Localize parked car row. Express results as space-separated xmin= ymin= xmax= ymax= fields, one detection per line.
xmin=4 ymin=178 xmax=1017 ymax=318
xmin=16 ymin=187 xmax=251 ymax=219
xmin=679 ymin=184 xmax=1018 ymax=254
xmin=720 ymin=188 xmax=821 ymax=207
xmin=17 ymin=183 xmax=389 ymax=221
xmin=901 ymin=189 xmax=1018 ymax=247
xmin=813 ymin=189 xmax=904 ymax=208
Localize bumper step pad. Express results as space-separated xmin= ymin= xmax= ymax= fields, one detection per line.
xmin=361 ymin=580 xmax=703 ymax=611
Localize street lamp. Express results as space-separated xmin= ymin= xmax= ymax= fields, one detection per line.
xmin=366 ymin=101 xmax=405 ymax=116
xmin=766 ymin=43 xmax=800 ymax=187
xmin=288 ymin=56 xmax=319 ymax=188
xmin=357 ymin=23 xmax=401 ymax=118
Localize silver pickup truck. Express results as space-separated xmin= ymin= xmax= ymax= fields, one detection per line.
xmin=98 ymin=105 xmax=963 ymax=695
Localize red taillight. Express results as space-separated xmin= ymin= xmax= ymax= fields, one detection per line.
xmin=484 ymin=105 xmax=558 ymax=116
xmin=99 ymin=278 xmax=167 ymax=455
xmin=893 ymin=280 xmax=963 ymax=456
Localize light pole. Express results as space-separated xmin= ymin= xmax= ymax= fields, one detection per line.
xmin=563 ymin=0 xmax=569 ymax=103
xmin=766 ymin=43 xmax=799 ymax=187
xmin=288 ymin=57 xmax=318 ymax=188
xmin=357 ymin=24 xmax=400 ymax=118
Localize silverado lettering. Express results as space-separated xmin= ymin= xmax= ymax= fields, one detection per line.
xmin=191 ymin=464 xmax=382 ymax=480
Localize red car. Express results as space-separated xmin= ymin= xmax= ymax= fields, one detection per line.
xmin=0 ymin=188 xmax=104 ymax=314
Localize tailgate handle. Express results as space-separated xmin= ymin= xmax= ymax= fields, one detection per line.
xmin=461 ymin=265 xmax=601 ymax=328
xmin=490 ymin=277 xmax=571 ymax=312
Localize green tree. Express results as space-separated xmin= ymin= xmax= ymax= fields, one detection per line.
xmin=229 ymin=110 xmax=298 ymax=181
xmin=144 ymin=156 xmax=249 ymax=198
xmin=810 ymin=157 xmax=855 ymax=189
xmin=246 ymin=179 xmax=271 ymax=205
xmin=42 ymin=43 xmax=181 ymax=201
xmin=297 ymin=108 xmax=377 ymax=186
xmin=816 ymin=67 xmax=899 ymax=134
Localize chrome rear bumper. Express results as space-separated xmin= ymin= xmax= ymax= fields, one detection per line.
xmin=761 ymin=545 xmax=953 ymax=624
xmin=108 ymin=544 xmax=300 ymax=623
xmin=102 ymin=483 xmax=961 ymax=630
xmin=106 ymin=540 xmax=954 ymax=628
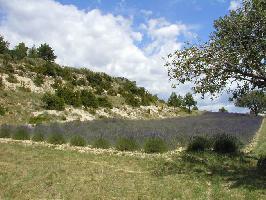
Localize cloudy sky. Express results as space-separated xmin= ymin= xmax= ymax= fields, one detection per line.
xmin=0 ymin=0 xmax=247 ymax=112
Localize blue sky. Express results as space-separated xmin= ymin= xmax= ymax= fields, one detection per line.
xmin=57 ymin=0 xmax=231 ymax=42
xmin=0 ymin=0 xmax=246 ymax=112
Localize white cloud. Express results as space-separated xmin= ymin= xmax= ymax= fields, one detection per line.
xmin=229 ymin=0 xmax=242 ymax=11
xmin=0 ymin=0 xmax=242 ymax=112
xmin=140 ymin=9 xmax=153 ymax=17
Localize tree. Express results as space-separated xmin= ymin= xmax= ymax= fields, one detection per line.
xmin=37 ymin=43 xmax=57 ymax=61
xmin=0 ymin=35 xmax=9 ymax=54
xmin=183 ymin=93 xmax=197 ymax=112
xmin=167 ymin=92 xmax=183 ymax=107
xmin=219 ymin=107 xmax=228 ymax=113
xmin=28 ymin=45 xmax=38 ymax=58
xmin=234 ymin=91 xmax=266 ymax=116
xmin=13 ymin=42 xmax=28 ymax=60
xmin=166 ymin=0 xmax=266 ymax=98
══════════════════════════════
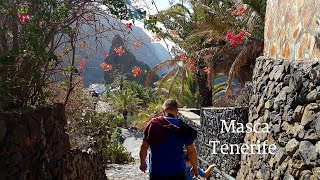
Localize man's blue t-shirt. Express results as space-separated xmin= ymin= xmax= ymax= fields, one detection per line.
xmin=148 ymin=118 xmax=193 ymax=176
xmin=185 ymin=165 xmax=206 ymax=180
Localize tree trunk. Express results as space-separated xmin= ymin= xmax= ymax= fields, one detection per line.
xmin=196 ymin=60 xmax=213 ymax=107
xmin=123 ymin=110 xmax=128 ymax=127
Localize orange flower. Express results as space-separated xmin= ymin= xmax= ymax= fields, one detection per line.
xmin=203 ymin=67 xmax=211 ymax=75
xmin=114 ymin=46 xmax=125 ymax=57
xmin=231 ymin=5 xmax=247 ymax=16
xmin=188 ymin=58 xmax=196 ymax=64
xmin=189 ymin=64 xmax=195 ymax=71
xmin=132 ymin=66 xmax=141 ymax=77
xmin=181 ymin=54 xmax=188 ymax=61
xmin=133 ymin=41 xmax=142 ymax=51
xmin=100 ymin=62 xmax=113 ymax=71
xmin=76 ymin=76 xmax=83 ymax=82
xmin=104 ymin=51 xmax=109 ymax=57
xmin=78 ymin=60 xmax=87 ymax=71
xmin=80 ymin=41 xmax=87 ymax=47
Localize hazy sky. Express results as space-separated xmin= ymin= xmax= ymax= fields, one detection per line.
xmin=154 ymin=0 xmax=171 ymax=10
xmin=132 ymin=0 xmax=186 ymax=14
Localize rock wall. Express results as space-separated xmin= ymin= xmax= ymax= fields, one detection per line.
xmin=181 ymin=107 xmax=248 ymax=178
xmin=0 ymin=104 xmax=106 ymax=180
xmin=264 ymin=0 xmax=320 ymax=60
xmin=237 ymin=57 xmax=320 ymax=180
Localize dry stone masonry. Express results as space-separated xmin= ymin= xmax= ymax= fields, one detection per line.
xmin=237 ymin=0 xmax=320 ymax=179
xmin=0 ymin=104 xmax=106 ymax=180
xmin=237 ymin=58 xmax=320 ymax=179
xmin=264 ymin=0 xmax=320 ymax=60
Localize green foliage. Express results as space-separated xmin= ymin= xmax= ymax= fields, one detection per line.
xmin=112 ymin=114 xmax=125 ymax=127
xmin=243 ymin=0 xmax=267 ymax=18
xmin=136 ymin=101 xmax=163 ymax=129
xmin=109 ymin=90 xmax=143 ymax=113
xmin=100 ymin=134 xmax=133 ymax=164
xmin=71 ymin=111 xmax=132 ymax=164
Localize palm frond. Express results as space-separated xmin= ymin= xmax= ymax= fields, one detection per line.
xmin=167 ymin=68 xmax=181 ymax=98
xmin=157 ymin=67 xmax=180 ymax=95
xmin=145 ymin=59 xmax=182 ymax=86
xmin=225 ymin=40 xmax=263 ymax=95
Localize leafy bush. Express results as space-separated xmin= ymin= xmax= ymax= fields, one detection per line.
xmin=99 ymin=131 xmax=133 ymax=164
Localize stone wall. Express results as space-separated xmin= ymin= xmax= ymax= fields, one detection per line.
══════════════════════════════
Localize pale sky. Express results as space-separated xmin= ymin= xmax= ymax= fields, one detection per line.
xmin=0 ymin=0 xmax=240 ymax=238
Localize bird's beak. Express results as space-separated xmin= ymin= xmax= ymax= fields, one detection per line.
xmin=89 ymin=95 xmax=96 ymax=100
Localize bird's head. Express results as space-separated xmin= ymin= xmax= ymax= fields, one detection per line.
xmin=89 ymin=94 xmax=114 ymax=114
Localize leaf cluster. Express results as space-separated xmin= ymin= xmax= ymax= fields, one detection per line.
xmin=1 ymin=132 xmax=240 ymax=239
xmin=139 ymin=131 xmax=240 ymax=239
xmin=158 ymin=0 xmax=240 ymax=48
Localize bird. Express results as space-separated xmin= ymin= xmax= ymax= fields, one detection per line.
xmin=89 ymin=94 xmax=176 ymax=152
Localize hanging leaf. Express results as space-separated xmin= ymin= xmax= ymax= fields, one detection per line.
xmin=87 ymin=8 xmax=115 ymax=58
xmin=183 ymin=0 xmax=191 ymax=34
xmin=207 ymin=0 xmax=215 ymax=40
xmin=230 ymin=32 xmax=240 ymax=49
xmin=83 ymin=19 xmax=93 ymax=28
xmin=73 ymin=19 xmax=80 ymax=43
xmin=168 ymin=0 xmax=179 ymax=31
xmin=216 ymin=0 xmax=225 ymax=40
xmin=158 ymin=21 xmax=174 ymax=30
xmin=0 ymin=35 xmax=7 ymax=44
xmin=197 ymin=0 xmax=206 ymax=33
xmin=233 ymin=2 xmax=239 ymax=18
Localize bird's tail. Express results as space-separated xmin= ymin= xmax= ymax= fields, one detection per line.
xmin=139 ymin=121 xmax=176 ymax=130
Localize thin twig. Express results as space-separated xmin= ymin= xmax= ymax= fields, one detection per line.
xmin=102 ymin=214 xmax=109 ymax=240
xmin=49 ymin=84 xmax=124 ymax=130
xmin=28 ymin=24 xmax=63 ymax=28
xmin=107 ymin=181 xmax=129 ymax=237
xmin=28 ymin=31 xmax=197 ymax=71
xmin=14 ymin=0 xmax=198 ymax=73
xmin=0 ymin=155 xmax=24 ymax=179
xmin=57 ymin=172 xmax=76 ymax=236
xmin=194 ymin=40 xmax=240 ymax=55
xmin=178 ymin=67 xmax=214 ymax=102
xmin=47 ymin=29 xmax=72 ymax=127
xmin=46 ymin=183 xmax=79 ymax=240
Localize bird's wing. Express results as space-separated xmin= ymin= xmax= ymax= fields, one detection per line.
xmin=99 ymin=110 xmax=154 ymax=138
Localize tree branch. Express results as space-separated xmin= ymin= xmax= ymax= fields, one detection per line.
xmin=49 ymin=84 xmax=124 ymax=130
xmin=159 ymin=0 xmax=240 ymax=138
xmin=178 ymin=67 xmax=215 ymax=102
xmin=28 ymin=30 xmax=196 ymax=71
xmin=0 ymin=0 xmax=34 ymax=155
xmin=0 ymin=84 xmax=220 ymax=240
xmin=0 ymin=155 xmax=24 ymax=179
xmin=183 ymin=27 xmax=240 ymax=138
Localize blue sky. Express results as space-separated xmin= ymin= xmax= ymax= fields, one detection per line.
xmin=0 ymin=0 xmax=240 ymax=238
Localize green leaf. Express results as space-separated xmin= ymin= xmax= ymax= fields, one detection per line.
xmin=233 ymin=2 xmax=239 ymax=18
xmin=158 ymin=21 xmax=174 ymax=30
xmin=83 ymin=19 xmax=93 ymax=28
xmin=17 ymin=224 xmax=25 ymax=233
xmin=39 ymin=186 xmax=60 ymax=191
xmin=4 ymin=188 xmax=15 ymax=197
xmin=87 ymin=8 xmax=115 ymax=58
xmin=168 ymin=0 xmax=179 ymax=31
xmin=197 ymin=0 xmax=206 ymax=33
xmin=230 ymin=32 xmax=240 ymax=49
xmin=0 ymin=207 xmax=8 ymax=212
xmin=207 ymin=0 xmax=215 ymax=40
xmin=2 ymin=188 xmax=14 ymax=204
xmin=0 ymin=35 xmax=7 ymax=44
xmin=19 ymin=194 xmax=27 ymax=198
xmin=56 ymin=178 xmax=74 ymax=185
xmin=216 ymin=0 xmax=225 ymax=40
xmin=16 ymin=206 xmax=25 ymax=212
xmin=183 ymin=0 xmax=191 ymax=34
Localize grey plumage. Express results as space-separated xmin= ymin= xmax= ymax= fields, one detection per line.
══════════════════════════════
Exercise brief
Using the records above, set down exactly the lines from the one with "Localize palm frond." through the one with "Localize stone wall.", inclusive, and nothing more.

Exercise result
Localize palm frond. Express results as space-separated xmin= ymin= xmax= ymax= fields, one detection per line.
xmin=167 ymin=68 xmax=181 ymax=98
xmin=157 ymin=67 xmax=180 ymax=95
xmin=145 ymin=59 xmax=182 ymax=86
xmin=225 ymin=40 xmax=263 ymax=95
Localize leafy bush. Express results as space-separated xmin= ymin= xmax= ymax= fields, one detection per line.
xmin=99 ymin=131 xmax=133 ymax=164
Localize stone wall. Express results as space-separated xmin= ymin= xmax= ymax= fields, one detection per line.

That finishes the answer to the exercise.